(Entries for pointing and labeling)
★ ★ ★ ★

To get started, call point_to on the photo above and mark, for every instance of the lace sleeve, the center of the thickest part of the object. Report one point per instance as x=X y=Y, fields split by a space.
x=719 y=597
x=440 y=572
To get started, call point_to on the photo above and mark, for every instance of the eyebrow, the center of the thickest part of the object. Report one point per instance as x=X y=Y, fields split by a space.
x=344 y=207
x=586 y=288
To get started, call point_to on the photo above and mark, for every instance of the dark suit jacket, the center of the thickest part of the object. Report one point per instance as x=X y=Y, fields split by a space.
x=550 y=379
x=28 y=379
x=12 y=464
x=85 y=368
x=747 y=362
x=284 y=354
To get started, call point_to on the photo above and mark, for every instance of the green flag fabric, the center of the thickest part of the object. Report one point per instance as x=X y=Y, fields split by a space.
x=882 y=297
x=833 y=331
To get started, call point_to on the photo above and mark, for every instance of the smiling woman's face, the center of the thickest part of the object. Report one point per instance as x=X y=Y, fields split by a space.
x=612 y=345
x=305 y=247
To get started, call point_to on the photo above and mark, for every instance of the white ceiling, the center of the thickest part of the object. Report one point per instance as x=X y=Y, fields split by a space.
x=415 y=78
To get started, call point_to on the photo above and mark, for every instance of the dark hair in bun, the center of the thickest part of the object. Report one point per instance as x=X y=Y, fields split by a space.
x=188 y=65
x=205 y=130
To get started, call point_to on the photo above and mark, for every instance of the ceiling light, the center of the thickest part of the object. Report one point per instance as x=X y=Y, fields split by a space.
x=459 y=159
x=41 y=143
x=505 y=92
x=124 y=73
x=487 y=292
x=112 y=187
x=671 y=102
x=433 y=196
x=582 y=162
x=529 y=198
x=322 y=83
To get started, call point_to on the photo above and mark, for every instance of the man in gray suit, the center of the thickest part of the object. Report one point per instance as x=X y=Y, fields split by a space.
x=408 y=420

★ ★ ★ ★

TASK TO CARRY OUT: Rewrite the lines from the line with "of the smiling" to the line with "x=205 y=130", swapping "thickest part" for "widest part" and leaving everything else as it is. Give only those lines.

RESULT FOR THIS TASK:
To get started, call point_to on the photo above and mark, for every instance of the smiling woman's face, the center of the widest part of the object. Report one point per instance as x=X y=Y, fields split by a space.
x=612 y=345
x=305 y=247
To get started, call point_to on the photo above and mark, for every instance of the white ceiling, the center of the widest part of the object. Report one point per instance as x=X y=Y, fields split by a space.
x=415 y=78
To get started, call point_to on the photo above and mark, for every instance of the dark hair in bun, the center of the widest part of the object. Report one point per instance as x=X y=Y, fields split by a space.
x=188 y=65
x=205 y=130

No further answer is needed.